→ **LISTE DES TÂCHES**
1. D'après le texte sur l'État de Palestine à l'ONU, quel score Fayyad a-t-il obtenu aux élections législatives de 2006 ?
2. Relevez toutes les questions posées dans le paragraphe d'introduction du texte sur l'État de Palestine à l'ONU.
3. Extrayez du texte sur l'État de Palestine à l'ONU le passage compris entre « 1) Pourquoi maintenant ? » et « un État palestinien. », ces deux bornes incluses.

→ **TEXTE CITÉ**
L'Etat de Palestine à l'ONU : beaucoup de bruit pour rien ?

L'épisode onusien à venir doit être appréhendé dans son historicité, et non comme un événement isolé : il s'agit en effet avant tout d'une nouvelle étape du développement de la question palestinienne. Pourquoi maintenant ? Par qui ce projet est-il réellement soutenu ? Que pourrait-il changer dans les rapports de forces entre Israël et les Palestiniens ? Cet article entend répondre à ces quelques questions qui me semblent essentielles, sans pour autant prétendre fournir une analyse exhaustive de la démarche de la direction de l’AP et de ses éventuelles répercussions.
 
1) Pourquoi maintenant ?
 
a) Dans la continuité du « plan Fayyad »
 
Ce que les dirigeants israéliens appellent, non sans une certaine ironie, « l'unilatéralisme palestinien », ne date pas du projet de reconnaissance par l'ONU de l'État de Palestine. Ce dernier projet s'inscrit en effet dans la continuité de la « doctrine Fayyad », celle de la construction, « par en bas », d'un État palestinien malgré l'occupation. Après avoir été nommé Premier Ministre en 2007, malgré son faible score aux élections législatives de 2006 (2%), l'ancien haut fonctionnaire de la Banque Mondiale et du FMI a progressivement opéré un changement de paradigme dans la gestion de la question palestinienne : pour Fayyad, c'est un processus volontariste de state building qui permettra de mettre un terme à l'occupation israélienne, et non la fin de l'occupation qui permettra de construire un État palestinien.

→ **DONNÉES PRÉSENTÉES**
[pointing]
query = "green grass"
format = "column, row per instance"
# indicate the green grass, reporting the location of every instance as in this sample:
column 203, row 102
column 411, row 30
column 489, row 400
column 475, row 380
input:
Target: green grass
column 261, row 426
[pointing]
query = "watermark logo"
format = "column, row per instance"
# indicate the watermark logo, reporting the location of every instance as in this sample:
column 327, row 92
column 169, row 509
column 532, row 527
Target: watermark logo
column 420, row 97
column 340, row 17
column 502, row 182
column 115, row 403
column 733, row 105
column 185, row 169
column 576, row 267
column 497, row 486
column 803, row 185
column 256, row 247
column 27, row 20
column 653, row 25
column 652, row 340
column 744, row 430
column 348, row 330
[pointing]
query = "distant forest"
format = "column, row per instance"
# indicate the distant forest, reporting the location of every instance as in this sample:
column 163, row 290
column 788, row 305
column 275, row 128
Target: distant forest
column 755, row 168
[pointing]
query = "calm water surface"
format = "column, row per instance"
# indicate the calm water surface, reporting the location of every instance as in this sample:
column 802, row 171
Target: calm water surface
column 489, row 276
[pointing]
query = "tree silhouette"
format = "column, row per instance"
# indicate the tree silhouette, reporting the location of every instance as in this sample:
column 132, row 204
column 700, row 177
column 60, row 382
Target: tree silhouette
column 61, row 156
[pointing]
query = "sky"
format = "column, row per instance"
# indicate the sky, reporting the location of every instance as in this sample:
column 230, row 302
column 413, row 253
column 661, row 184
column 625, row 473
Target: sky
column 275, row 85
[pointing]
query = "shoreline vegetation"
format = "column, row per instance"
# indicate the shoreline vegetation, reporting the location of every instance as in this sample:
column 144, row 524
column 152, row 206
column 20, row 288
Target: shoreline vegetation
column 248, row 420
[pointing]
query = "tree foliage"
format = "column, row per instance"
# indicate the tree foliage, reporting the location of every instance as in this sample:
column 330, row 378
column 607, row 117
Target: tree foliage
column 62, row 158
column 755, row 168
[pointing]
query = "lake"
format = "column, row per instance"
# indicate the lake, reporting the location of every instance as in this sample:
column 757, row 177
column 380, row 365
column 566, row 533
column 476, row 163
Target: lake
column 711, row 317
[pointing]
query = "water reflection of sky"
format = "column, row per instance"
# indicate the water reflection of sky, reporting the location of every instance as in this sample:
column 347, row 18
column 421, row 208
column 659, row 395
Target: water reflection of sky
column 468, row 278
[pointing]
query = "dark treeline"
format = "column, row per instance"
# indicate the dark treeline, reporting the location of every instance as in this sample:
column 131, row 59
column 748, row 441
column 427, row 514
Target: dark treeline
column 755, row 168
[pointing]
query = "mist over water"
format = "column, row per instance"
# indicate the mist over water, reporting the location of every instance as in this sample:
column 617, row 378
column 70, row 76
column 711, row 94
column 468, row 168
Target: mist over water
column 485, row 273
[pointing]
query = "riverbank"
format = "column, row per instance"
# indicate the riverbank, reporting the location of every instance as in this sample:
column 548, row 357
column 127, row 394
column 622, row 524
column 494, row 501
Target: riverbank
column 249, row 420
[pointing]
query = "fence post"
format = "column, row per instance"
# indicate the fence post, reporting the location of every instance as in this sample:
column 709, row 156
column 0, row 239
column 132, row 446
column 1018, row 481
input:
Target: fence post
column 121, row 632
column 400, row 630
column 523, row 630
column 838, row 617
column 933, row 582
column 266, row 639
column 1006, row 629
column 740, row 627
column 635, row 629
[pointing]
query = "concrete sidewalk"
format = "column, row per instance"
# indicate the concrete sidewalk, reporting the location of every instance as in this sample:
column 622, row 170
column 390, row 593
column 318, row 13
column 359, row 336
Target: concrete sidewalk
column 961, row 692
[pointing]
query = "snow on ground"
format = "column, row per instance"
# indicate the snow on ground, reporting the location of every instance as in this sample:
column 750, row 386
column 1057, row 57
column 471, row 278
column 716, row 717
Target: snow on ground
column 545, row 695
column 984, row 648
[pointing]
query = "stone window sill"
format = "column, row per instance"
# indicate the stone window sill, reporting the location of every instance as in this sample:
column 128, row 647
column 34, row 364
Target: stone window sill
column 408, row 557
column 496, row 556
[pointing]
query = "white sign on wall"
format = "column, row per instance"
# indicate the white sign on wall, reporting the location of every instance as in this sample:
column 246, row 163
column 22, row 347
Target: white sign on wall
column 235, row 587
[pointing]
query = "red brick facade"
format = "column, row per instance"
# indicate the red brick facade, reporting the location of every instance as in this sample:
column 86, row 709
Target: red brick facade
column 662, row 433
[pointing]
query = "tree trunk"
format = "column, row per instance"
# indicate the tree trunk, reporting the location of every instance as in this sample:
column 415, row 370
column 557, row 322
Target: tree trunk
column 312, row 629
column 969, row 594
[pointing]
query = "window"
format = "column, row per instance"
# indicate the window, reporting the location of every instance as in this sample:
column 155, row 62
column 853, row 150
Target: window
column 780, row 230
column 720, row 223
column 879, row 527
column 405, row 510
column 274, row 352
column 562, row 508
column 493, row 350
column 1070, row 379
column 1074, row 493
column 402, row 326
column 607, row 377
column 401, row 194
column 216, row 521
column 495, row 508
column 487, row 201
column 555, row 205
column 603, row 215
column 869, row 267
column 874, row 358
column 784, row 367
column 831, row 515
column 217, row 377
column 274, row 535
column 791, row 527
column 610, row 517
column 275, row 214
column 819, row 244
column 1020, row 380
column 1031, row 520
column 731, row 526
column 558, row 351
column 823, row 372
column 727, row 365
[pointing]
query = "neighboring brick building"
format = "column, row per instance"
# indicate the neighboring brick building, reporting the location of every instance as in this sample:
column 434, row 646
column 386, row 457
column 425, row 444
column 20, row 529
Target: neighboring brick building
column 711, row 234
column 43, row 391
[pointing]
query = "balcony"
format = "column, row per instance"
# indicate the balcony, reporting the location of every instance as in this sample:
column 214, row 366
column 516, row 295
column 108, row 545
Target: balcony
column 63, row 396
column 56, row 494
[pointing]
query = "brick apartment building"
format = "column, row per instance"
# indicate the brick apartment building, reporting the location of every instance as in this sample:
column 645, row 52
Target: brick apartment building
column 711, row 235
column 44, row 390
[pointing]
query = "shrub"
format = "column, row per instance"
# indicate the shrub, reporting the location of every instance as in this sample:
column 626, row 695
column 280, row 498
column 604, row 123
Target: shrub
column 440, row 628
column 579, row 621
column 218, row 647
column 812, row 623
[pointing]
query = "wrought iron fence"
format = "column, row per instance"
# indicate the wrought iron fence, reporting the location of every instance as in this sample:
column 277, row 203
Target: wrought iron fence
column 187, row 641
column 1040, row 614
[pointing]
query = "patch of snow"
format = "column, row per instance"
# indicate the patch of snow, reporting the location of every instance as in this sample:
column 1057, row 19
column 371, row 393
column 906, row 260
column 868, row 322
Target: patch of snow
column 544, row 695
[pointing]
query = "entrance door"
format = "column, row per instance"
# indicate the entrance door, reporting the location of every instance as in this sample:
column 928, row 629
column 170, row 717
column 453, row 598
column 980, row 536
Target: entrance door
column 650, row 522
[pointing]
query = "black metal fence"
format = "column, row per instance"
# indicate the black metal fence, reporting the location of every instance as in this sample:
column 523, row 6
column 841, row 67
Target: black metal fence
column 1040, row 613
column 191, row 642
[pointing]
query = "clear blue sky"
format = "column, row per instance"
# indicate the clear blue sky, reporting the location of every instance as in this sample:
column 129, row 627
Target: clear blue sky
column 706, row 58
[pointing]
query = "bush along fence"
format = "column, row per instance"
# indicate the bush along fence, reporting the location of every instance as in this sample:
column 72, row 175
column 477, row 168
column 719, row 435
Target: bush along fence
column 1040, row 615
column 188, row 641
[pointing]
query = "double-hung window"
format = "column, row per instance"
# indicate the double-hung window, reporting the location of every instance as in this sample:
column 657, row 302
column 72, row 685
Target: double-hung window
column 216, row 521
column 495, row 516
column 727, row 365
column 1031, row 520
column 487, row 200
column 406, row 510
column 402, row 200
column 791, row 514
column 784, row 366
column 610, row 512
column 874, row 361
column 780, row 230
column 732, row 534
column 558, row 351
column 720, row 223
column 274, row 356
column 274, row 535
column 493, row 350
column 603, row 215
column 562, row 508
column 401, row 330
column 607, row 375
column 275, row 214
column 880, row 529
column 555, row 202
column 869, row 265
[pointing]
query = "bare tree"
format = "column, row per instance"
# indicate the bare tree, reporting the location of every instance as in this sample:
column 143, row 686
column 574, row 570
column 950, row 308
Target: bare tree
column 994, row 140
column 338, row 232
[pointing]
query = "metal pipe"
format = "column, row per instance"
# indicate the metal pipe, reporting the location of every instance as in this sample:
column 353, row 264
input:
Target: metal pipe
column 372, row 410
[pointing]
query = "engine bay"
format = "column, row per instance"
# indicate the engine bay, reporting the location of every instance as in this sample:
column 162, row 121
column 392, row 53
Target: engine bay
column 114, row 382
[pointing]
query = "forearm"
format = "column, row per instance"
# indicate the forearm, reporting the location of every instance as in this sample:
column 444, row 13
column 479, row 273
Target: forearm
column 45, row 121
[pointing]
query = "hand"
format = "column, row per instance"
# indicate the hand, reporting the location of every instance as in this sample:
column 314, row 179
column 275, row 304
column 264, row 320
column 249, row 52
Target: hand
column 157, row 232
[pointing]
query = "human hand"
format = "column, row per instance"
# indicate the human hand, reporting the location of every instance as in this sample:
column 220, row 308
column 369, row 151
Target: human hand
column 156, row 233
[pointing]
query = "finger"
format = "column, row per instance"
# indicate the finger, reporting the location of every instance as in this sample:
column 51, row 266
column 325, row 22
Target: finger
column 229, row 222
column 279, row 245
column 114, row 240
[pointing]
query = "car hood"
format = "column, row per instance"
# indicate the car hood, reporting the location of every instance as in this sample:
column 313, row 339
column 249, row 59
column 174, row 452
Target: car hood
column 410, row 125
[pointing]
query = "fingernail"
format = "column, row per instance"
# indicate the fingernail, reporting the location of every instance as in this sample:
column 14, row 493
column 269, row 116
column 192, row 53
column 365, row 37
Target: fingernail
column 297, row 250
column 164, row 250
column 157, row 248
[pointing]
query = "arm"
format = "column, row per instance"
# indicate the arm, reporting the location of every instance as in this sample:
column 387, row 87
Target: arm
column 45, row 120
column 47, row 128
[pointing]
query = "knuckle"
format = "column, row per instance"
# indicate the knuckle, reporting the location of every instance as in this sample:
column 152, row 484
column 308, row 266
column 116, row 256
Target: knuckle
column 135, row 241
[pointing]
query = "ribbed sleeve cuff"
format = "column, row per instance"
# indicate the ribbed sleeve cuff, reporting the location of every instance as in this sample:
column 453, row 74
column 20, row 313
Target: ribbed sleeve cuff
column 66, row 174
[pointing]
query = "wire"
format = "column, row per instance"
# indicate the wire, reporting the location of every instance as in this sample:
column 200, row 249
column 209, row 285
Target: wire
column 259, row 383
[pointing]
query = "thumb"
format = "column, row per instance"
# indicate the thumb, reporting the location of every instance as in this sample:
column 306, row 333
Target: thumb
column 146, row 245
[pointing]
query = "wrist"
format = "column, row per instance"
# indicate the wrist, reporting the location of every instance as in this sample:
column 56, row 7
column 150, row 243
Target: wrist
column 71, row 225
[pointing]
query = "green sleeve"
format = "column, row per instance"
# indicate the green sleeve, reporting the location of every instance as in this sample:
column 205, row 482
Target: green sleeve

→ **RÉPONSES PAR TÂCHE**
1. 2 %

2.
- Pourquoi maintenant ?
- Par qui ce projet est-il réellement soutenu ?
- Que pourrait-il changer dans les rapports de forces entre Israël et les Palestiniens ?

3.
1) Pourquoi maintenant ?
 
a) Dans la continuité du « plan Fayyad »
 
Ce que les dirigeants israéliens appellent, non sans une certaine ironie, « l'unilatéralisme palestinien », ne date pas du projet de reconnaissance par l'ONU de l'État de Palestine. Ce dernier projet s'inscrit en effet dans la continuité de la « doctrine Fayyad », celle de la construction, « par en bas », d'un État palestinien malgré l'occupation. Après avoir été nommé Premier Ministre en 2007, malgré son faible score aux élections législatives de 2006 (2%), l'ancien haut fonctionnaire de la Banque Mondiale et du FMI a progressivement opéré un changement de paradigme dans la gestion de la question palestinienne : pour Fayyad, c'est un processus volontariste de state building qui permettra de mettre un terme à l'occupation israélienne, et non la fin de l'occupation qui permettra de construire un État palestinien.